1. Alors que fleurissent sur internet, et dans tous les médias, des articles consacrés à la bataille judiciaire successorale prévisible entre le conjoint et les premiers enfants de Johnny Hallyday, et à l’application du droit international privé des successions, il est possible d’avoir une approche distincte des faits, sous l’angle du droit des majeurs vulnérables, et de la capacité juridique.
La question, ouverte, consiste alors à se demander si le défunt avait pris la mesure de l’acte établi en Californie en juillet 2014. Ce qui nous amène, sans bien entendu prendre position dans ce litige pour lequel chaque jour apporte de nouvelles révélations médiatiques, et dans lequel comme toujours la vérité est distincte des bribes qui transparaissent ça ou là – à rappeler les conditions générales de validité d’un acte juridique, au-delà du cas particulier de la succession de Johnny Hallyday.

### Étapes de l'exercice
**a)** Résumez le texte source en deux phrases.
**b)** D'après le texte source, où et quand l'acte en question a-t-il été établi ?

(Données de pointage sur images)

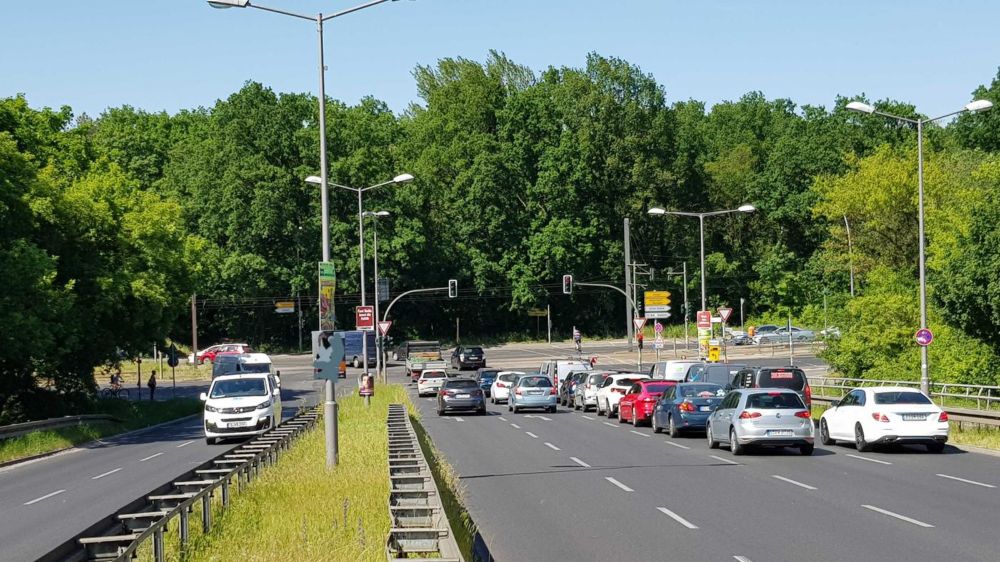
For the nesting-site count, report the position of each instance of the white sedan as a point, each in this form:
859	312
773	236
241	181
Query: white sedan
611	392
882	415
500	389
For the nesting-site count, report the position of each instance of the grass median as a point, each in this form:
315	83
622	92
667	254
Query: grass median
128	416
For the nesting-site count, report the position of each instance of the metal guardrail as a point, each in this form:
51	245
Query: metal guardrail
14	430
119	536
420	528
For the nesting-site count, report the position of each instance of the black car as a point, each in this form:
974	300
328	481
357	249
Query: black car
461	394
469	357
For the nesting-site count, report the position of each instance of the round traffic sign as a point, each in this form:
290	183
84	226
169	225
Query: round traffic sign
924	337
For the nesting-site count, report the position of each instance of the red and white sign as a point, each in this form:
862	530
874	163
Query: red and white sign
724	314
704	319
364	317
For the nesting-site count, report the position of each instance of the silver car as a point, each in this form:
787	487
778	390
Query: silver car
774	417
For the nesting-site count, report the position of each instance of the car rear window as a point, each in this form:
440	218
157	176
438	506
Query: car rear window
907	397
775	401
782	378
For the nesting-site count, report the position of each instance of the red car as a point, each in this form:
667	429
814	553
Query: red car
639	401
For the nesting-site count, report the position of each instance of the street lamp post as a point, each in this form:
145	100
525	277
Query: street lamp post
378	336
977	105
330	404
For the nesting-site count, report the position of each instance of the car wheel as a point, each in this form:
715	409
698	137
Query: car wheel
824	433
734	445
860	443
712	443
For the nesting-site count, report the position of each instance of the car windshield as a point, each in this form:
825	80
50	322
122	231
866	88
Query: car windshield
901	397
238	387
700	391
775	401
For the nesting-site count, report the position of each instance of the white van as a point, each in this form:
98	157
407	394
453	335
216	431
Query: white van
240	405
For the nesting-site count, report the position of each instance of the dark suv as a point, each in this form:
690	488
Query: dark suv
774	377
468	358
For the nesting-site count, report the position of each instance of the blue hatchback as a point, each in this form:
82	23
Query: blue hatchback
686	406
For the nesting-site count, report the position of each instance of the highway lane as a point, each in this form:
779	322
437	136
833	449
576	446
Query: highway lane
534	502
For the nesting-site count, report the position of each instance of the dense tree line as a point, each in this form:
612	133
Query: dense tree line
109	225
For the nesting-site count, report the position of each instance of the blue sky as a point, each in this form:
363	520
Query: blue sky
176	54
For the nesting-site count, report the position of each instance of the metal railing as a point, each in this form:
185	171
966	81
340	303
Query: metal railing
119	536
420	527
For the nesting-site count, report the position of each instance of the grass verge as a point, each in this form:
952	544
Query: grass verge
131	415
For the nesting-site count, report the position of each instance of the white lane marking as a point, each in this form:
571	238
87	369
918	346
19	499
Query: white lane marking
867	459
790	481
677	518
967	481
45	497
619	484
99	476
898	516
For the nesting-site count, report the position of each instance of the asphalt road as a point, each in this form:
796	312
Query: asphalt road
572	486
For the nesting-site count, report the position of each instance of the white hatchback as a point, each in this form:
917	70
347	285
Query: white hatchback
882	415
241	405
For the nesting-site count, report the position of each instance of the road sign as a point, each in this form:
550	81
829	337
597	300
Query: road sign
704	319
364	317
924	337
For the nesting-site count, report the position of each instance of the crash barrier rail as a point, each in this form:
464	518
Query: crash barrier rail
947	395
17	429
118	537
420	529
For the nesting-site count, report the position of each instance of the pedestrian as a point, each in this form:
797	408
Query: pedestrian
152	384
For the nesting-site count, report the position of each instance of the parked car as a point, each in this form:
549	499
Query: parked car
532	391
774	417
882	415
485	378
639	401
461	393
774	377
585	394
240	405
500	389
430	381
468	357
612	389
686	406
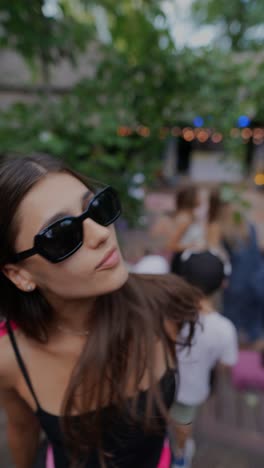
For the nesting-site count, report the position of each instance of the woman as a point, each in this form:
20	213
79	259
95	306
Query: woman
187	232
230	232
87	353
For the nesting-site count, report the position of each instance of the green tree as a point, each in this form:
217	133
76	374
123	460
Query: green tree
41	39
239	21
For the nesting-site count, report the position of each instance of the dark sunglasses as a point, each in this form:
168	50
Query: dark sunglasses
62	238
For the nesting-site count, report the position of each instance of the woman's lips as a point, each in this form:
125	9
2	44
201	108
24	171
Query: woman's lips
109	261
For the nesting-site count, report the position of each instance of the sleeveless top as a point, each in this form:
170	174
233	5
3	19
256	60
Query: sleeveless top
125	442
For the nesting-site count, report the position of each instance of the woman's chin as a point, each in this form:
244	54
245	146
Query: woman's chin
117	278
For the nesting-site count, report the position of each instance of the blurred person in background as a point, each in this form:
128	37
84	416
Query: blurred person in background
87	353
152	263
230	231
214	344
187	229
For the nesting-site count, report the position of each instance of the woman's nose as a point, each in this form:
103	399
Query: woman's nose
94	234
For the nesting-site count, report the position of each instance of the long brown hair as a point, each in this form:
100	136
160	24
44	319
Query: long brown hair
124	324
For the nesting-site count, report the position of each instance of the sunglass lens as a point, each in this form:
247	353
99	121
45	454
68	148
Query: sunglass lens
105	208
62	238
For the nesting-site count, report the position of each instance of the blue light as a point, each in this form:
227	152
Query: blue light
198	121
243	121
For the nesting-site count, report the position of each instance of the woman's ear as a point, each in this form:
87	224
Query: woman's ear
19	277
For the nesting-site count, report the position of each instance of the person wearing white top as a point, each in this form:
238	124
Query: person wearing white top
214	344
151	263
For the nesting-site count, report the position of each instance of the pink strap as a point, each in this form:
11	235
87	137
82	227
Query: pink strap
3	329
165	458
164	462
50	458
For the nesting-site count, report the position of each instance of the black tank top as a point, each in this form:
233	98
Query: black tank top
128	444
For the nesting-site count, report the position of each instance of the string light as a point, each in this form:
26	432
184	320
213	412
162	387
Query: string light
234	132
217	137
246	133
176	131
202	136
259	179
143	131
188	135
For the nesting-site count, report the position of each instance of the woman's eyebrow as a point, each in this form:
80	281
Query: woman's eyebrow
62	214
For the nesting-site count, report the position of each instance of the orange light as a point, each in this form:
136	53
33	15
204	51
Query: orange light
124	131
143	131
259	179
258	133
164	132
202	136
188	135
234	132
258	141
246	133
176	131
217	137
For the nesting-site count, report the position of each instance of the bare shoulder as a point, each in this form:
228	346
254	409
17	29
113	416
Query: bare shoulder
8	366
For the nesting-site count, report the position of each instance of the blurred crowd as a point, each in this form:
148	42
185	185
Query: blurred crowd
212	220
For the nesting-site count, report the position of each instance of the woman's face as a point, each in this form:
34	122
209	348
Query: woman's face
82	274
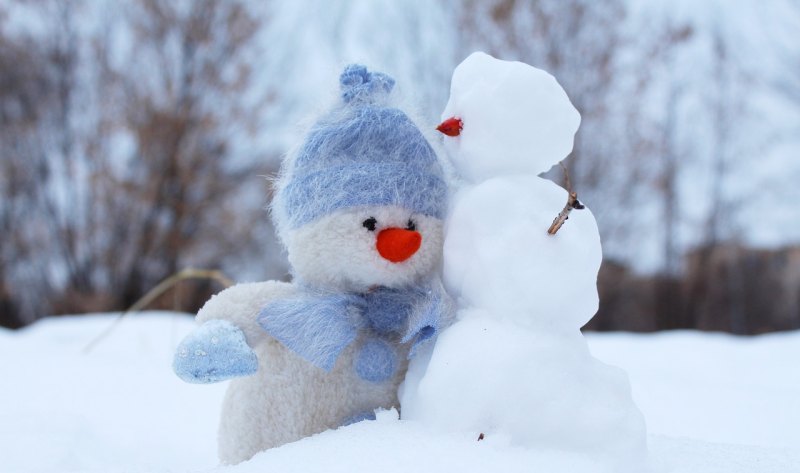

### Réponses ci-dessous
**a)** Alors que les médias parlent beaucoup de la bataille autour de la succession de Johnny Hallyday entre son conjoint et ses premiers enfants, le texte propose de regarder les faits sous l'angle du droit des majeurs vulnérables et de la capacité juridique. Il se demande si le défunt avait pris la mesure de l'acte établi en Californie en juillet 2014 et veut rappeler les conditions générales de validité d'un acte juridique, sans prendre position dans le litige.

**b)** En Californie, en juillet 2014.